BEGIN DOCUMENT SEGMENT

Objective: To preliminarily investigate a technical feasibility of a submillisecond echo time concurrent-dephasing-and-excitation (CODE) sequence for pulmonary MRI on clinical and preclinical MR scanners Methods: CODE imaging (echo time, 0.14 ~ 0.18 ms) was performed with American College of Radiology phantom at 3 T, 7 healthy volunteers at 1.5 and 3 T, 10 rabbits at 3 T, and 2 rodents at 9.4 T. Signal-to-noise ratio was compared in phantom. Image quality of human MRI was visually assessed on a 5-point scale for comparison between CODE and conventional lung MRI sequences. Visibility of bronchi, subcentimeter nodules, and MR air-bronchogram were assessed in animal studies.
Results: In phantom study, signal-to-noise ratio was higher with CODE than with original three-dimensional ultrashort-echo time sequence (106.71 ± 4.32 vs 91.66 ± 3.54; p < 0.001). Image quality of human MRI was better with CODE than with conventional MRI sequences (p ≤ 0.002). Bronchi remained traceable up to the fifth bronchial generation in CODE images in rabbits and rodents. 95.2% of metastatic nodules (diameter, 1.5 ± 0.4 mm) and 93.8% of MR air-bronchogram (diameter, 0.9 ± 0.2 mm) in rabbits.
Conclusion: Submillisecond echo time pulmonary MRI was technically feasible by using CODE on various MR scanners. Advances in knowledge: CODE can be a practical alternative for lung MRI on both clinical and pre-clinical scanners, without challenges of free-induction-decay-based ultrashort-echo time sequences.

END DOCUMENT SEGMENT
BEGIN PROVIDED MATERIAL

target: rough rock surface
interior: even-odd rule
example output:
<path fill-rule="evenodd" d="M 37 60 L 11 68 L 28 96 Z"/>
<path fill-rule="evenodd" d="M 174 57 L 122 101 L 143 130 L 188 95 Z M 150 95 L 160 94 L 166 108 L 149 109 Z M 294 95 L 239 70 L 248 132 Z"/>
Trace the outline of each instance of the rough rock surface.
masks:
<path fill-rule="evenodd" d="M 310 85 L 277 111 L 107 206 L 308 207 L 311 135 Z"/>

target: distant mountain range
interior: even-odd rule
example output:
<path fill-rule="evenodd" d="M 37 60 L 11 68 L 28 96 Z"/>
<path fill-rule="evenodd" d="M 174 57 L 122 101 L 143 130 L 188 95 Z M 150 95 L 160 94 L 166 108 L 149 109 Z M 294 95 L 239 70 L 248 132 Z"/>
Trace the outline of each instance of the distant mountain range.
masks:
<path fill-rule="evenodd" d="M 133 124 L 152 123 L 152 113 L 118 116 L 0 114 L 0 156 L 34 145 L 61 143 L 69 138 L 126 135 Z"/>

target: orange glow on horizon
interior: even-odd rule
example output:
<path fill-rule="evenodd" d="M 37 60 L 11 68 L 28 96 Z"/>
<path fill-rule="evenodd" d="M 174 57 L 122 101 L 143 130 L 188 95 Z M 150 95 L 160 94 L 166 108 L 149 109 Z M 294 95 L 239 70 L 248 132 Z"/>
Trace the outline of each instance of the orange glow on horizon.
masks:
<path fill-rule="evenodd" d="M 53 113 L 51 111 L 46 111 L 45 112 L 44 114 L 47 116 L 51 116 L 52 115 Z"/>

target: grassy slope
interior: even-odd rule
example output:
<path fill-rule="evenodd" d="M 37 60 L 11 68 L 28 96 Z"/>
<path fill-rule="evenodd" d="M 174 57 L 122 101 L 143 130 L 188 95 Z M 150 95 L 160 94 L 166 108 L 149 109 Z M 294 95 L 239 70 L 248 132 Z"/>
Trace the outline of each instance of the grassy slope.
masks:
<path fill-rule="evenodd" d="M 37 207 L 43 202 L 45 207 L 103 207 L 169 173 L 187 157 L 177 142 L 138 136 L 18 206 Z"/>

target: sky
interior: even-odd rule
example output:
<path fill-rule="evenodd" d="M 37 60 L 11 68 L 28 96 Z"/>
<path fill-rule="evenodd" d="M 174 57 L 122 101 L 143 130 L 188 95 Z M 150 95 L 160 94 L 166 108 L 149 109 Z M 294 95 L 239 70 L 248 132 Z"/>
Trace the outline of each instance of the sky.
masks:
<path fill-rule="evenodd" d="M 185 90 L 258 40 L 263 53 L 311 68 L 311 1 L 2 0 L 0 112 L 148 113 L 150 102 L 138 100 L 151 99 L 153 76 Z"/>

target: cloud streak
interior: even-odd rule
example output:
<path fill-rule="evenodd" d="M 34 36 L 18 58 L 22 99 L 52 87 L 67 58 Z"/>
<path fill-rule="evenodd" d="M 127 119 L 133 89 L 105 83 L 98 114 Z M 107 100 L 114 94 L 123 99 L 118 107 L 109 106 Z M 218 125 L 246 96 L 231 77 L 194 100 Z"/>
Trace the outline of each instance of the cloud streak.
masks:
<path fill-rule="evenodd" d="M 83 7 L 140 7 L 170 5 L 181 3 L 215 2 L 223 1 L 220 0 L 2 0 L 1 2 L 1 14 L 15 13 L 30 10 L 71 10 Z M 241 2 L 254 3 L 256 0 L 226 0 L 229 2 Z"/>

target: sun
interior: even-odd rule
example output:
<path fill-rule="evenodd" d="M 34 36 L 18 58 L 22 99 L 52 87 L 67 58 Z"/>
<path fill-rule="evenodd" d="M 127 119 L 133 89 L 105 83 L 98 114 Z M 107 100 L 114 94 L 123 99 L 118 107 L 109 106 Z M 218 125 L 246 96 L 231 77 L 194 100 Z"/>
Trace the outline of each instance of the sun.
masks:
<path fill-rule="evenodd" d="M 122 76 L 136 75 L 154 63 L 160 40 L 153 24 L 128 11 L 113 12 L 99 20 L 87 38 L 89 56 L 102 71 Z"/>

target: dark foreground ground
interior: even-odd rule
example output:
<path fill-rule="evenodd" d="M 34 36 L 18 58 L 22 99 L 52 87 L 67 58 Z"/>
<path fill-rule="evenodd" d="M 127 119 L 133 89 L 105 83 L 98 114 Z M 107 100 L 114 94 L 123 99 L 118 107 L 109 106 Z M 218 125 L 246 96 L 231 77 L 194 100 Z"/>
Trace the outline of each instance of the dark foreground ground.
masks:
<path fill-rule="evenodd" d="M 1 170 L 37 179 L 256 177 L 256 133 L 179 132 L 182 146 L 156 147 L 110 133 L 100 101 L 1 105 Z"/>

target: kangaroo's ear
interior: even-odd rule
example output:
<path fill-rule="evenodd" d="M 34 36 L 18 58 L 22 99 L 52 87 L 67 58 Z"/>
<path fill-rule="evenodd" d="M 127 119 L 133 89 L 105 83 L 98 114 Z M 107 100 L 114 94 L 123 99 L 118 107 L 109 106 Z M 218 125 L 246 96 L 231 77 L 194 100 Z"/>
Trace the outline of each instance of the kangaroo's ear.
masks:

END PROVIDED MATERIAL

PROBLEMS TO SOLVE:
(1) Retype the part of the pulmonary MRI abstract that opens with the words containing "Results: In phantom" and closes with "ultrashort-echo time sequences.".
(2) According to the pulmonary MRI abstract, at which magnetic field strengths was CODE imaging performed?

RESULTS BY TASK:
(1)
Results: In phantom study, signal-to-noise ratio was higher with CODE than with original three-dimensional ultrashort-echo time sequence (106.71 ± 4.32 vs 91.66 ± 3.54; p < 0.001). Image quality of human MRI was better with CODE than with conventional MRI sequences (p ≤ 0.002). Bronchi remained traceable up to the fifth bronchial generation in CODE images in rabbits and rodents. 95.2% of metastatic nodules (diameter, 1.5 ± 0.4 mm) and 93.8% of MR air-bronchogram (diameter, 0.9 ± 0.2 mm) in rabbits.
Conclusion: Submillisecond echo time pulmonary MRI was technically feasible by using CODE on various MR scanners. Advances in knowledge: CODE can be a practical alternative for lung MRI on both clinical and pre-clinical scanners, without challenges of free-induction-decay-based ultrashort-echo time sequences.

(2)
1.5 T
3 T
9.4 T